Reproduce the records word for word, beginning with their first line and ending with the line that contains "(1096, 500), (1138, 572)", both included. Omit the pictures.
··· Available records ···
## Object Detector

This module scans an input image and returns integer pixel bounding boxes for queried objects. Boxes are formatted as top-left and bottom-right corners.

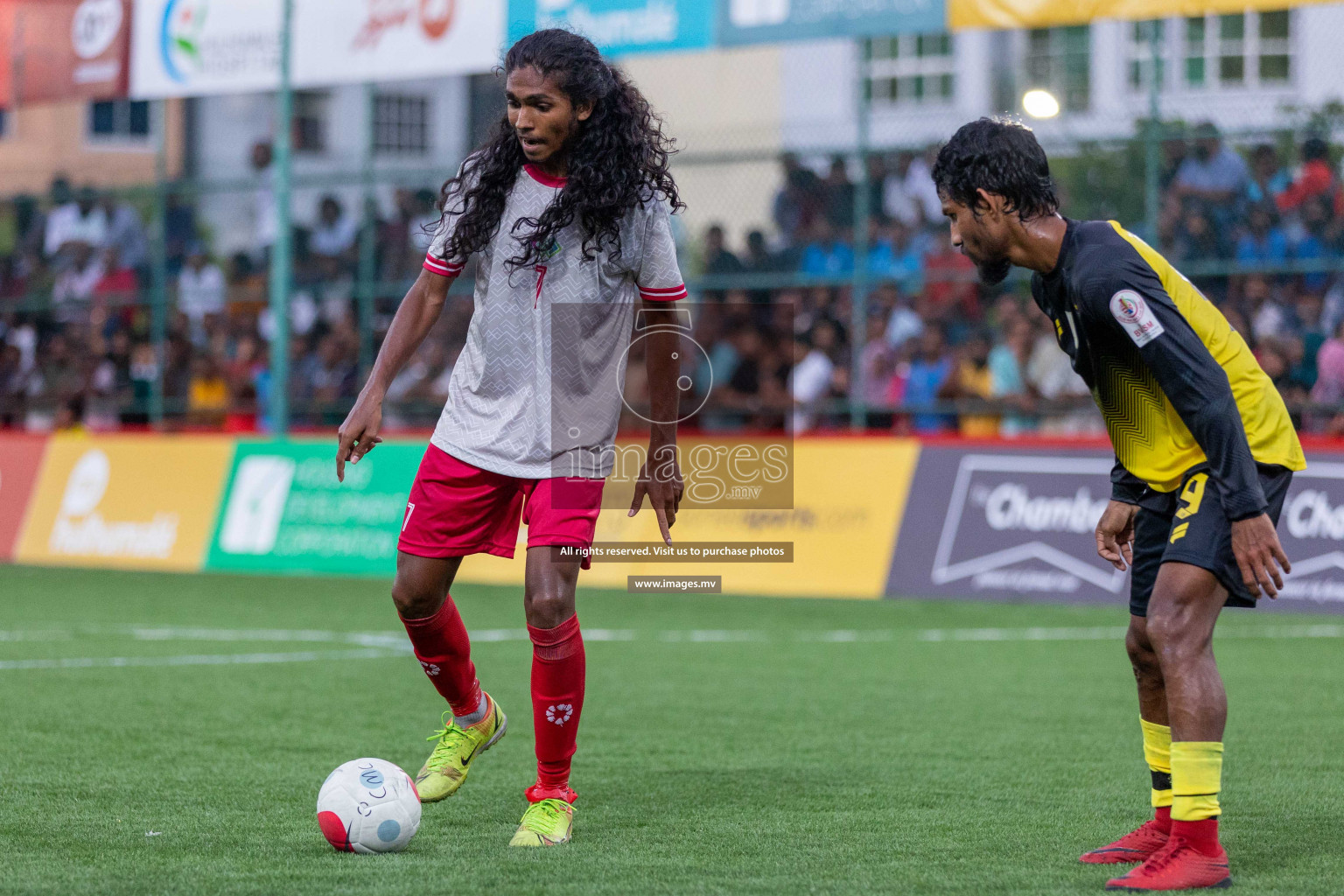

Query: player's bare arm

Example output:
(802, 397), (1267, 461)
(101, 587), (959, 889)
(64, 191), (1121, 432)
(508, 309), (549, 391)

(336, 270), (453, 482)
(630, 299), (684, 544)
(1096, 500), (1138, 572)
(1233, 513), (1293, 598)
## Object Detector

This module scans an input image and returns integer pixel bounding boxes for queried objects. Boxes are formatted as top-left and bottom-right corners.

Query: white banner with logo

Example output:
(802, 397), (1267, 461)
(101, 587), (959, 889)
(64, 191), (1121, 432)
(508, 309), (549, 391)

(130, 0), (504, 98)
(294, 0), (504, 85)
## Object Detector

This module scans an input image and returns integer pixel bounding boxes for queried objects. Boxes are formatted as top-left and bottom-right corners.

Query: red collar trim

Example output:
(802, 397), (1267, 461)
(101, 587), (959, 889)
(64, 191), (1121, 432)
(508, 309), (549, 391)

(523, 164), (566, 189)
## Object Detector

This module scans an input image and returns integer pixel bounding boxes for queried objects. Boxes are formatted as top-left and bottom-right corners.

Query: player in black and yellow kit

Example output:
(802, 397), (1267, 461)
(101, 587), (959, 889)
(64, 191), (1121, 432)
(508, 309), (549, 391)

(933, 118), (1305, 891)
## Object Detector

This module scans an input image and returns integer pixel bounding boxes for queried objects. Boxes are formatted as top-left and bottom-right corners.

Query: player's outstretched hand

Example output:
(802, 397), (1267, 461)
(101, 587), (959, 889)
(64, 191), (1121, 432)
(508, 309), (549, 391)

(336, 392), (383, 482)
(1096, 501), (1138, 572)
(1233, 513), (1293, 598)
(629, 444), (684, 544)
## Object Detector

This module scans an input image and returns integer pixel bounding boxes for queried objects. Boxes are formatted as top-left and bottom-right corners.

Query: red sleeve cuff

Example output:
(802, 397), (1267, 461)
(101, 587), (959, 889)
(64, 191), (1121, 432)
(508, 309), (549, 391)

(424, 256), (465, 276)
(640, 284), (687, 302)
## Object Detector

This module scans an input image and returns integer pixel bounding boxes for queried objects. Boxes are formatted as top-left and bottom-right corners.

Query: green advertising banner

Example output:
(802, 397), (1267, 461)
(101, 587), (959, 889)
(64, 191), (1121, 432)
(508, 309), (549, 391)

(206, 439), (424, 575)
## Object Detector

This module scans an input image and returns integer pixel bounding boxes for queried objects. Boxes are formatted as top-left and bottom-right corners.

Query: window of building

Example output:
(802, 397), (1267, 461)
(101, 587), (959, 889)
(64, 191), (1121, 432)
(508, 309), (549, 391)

(374, 94), (429, 155)
(466, 74), (507, 146)
(1023, 25), (1091, 111)
(88, 100), (149, 143)
(1180, 10), (1293, 90)
(1129, 18), (1166, 93)
(1128, 10), (1293, 91)
(864, 31), (957, 106)
(294, 90), (331, 153)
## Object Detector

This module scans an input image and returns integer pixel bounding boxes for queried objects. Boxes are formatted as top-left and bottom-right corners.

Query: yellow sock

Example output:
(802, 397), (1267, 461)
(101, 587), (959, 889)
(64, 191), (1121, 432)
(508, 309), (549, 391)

(1172, 740), (1223, 821)
(1138, 718), (1172, 808)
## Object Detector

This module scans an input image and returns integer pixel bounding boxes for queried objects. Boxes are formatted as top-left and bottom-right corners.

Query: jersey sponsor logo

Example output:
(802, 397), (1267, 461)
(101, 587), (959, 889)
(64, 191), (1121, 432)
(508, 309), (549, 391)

(1110, 289), (1166, 348)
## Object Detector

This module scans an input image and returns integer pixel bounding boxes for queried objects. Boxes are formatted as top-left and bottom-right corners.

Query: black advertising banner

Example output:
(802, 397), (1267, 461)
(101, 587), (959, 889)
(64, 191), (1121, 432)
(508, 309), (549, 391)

(886, 446), (1344, 612)
(1278, 452), (1344, 612)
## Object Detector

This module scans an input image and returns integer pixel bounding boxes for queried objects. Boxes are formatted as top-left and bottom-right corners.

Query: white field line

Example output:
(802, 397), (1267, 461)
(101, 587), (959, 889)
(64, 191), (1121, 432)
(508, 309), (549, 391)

(0, 623), (1344, 672)
(0, 628), (70, 642)
(0, 649), (402, 670)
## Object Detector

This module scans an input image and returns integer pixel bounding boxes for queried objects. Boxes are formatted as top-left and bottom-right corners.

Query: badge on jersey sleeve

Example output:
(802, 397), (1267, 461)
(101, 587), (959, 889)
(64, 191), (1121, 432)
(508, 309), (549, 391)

(1110, 289), (1166, 348)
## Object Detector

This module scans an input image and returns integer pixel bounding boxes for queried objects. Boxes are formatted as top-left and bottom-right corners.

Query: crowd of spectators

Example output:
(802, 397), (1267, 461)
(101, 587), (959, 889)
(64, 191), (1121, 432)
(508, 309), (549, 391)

(8, 125), (1344, 435)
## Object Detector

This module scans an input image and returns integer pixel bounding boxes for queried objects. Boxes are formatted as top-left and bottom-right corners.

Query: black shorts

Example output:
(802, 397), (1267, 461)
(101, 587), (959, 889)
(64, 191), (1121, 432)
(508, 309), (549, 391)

(1129, 464), (1293, 617)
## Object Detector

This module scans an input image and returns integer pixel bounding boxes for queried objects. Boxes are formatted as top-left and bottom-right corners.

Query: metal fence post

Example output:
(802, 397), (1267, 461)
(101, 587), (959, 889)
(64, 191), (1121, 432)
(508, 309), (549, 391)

(850, 38), (872, 430)
(355, 83), (378, 379)
(270, 0), (294, 438)
(148, 100), (168, 427)
(1144, 18), (1163, 246)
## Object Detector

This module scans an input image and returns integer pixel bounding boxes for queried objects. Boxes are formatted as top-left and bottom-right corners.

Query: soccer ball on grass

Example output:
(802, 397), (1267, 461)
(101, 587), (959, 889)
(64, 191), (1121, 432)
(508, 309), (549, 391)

(317, 759), (421, 856)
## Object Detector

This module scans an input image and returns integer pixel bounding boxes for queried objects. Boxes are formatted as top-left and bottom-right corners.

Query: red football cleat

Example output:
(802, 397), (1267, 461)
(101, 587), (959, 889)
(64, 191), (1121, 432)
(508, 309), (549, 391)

(1106, 834), (1233, 892)
(1078, 818), (1166, 865)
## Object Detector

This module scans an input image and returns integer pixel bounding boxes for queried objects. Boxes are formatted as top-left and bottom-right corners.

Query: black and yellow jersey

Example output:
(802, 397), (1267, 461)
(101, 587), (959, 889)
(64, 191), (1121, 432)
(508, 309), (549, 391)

(1031, 220), (1306, 520)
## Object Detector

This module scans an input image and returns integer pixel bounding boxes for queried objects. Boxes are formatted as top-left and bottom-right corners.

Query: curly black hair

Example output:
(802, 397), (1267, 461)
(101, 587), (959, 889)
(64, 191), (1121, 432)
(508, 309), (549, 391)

(438, 28), (685, 270)
(933, 117), (1059, 220)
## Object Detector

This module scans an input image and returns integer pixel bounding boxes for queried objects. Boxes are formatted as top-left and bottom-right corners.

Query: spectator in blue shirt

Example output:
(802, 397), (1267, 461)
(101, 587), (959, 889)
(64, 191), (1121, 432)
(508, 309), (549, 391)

(1174, 122), (1249, 227)
(1236, 204), (1287, 264)
(1246, 144), (1293, 206)
(801, 220), (853, 276)
(906, 326), (956, 434)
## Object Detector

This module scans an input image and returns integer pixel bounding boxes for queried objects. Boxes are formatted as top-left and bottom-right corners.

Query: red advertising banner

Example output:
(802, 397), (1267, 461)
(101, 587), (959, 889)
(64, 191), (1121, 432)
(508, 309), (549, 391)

(0, 0), (130, 108)
(0, 432), (47, 562)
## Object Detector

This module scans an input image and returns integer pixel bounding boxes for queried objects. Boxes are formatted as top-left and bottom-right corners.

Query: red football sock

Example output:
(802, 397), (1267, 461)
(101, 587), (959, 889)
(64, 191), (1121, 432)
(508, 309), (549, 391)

(402, 597), (481, 716)
(527, 615), (584, 802)
(1172, 816), (1223, 856)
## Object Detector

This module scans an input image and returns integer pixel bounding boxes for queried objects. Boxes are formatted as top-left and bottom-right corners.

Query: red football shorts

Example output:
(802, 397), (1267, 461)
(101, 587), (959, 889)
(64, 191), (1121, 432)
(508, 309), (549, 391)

(396, 444), (606, 570)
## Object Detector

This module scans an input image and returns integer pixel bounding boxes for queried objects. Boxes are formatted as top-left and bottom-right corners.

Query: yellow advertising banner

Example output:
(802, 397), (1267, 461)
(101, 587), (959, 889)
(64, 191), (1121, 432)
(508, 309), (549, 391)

(15, 435), (234, 570)
(948, 0), (1334, 31)
(457, 438), (920, 598)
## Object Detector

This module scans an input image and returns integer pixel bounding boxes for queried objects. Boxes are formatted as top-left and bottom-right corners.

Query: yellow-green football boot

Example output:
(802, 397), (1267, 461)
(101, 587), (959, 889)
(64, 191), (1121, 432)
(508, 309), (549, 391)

(508, 798), (574, 846)
(416, 692), (508, 803)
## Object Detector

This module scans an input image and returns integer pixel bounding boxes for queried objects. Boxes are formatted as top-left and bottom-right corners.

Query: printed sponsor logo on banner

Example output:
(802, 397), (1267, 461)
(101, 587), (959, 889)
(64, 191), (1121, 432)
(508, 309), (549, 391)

(47, 449), (178, 559)
(930, 454), (1128, 594)
(536, 0), (680, 46)
(70, 0), (125, 60)
(158, 0), (279, 83)
(1278, 461), (1344, 606)
(219, 454), (294, 554)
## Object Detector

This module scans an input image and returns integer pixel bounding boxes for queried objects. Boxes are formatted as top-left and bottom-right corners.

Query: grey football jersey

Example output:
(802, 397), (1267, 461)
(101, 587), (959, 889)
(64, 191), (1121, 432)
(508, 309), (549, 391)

(424, 165), (685, 480)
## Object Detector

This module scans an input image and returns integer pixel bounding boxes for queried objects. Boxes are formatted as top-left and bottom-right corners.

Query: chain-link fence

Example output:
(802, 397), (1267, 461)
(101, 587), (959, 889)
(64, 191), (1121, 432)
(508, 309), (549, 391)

(0, 13), (1344, 435)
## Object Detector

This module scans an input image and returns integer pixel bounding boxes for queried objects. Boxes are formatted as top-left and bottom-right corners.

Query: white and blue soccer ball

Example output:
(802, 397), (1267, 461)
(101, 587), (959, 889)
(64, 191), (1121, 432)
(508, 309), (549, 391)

(317, 759), (421, 856)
···
_Complete answer_:
## Object Detector

This module scans an input image and returns integer pixel bounding boxes for queried objects. Boxes are formatted as top-left and bottom-right corners.


Query: player's bare arm

Example output:
(802, 397), (1267, 461)
(101, 587), (959, 889)
(64, 191), (1121, 432)
(508, 309), (549, 391)

(336, 270), (453, 482)
(630, 299), (684, 544)
(1096, 500), (1138, 572)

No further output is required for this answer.